• [What is expected] Could you rewrite the records below so that every "pin" becomes "marker", with everything else left unchanged?

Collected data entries
* * * * *

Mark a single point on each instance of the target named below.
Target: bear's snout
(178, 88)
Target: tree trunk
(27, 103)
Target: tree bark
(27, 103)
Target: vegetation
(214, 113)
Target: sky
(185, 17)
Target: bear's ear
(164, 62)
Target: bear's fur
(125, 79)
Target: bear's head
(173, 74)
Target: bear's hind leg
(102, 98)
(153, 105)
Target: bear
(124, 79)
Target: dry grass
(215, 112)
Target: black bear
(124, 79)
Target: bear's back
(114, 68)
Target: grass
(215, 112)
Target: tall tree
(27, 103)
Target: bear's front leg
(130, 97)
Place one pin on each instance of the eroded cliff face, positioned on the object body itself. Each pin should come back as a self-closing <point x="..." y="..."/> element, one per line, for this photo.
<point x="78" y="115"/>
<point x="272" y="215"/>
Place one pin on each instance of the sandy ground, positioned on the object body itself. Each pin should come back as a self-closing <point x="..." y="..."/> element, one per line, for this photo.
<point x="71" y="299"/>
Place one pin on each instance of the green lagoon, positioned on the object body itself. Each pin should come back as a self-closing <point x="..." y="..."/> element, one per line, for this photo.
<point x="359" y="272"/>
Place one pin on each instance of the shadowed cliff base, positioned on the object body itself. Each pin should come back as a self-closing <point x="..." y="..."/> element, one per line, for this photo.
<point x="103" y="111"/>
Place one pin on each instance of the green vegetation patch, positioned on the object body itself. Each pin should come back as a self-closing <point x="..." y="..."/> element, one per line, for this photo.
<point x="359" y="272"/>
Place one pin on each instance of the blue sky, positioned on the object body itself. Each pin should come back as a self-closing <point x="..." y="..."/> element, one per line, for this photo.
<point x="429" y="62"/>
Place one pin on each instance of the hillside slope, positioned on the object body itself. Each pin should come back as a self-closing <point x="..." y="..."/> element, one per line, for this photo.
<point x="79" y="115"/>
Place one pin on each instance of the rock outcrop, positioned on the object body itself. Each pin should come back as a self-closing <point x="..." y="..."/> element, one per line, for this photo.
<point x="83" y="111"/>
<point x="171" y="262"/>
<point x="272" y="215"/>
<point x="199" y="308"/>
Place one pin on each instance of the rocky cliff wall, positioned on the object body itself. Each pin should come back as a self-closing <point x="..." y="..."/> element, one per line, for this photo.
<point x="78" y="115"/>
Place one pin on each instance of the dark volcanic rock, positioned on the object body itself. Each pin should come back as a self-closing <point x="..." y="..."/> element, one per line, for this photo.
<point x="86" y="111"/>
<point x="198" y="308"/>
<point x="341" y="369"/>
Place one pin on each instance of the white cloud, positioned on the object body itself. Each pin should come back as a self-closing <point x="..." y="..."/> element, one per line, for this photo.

* * * * *

• [Response to the exercise]
Mark a single point on each instance of the target named below.
Target: bear's snout
(178, 88)
Target: tree trunk
(27, 103)
Target: tree bark
(27, 103)
Target: vegetation
(214, 113)
Target: sky
(185, 17)
Target: bear's ear
(164, 62)
Target: bear's fur
(125, 79)
Target: bear's head
(173, 74)
Target: bear's hind leg
(102, 98)
(153, 105)
Target: bear
(124, 79)
Target: dry grass
(215, 112)
Target: black bear
(124, 79)
Target: bear's back
(114, 68)
Target: grass
(215, 112)
Target: tall tree
(27, 103)
Target: bear's front leg
(130, 97)
Place one marker on each instance of the eroded cliff face, positioned on the object body itself. Each marker should come back as a self-closing <point x="..." y="..."/> element, one per line, for this photo.
<point x="78" y="115"/>
<point x="272" y="215"/>
Place one marker on each instance of the sandy ground, positioned on the object body itself. Each marker should come back as a self-closing <point x="..." y="..."/> element, one per line, for this photo.
<point x="71" y="299"/>
Place one marker on each instance of the green lagoon, positioned on the object body itself. Each marker should come back as a self-closing <point x="..." y="..."/> element, one per line, for this photo.
<point x="359" y="272"/>
Place one marker on each instance of the shadowed cliff base, positioned on the object body itself. Each marker should come back as a self-closing <point x="..." y="..."/> element, one per line, for this photo.
<point x="103" y="111"/>
Place one marker on each instance of the green vegetation patch, positioned on the object body itself. Each marker should come back as a self-closing <point x="..." y="..."/> element, one per line, for this photo.
<point x="359" y="272"/>
Place one marker on each instance of the blue sky, positioned on the object body itself. Each marker should come back as a self-closing <point x="..." y="..."/> element, one per line, for this photo.
<point x="429" y="62"/>
Place one marker on each instance of the hillside slope, positioned on the object body itself. Each marker should come back as a self-closing <point x="..." y="..."/> element, one per line, for this photo.
<point x="79" y="115"/>
Place one marker on each instance of the rock outcrop, positioned on the object body itself. Each marker should come back as a self-closing <point x="..." y="..."/> element, one per line, for this photo.
<point x="83" y="111"/>
<point x="171" y="262"/>
<point x="272" y="215"/>
<point x="199" y="308"/>
Place one marker on each instance of the rocky cliff wall, positioned on the object body itself. Each marker should come back as a self-closing <point x="..." y="..."/> element, one per line, for this photo.
<point x="78" y="115"/>
Place one marker on each instance of the dark volcanic rock, positioned on the object body itself. Each marker should come back as a self-closing <point x="..." y="..."/> element, one per line, for this photo.
<point x="86" y="111"/>
<point x="198" y="308"/>
<point x="341" y="369"/>
Place one marker on each instance of the white cloud, positioned on the object body itself. Each marker should come back as a self-closing <point x="..." y="..."/> element, one per line, for this photo.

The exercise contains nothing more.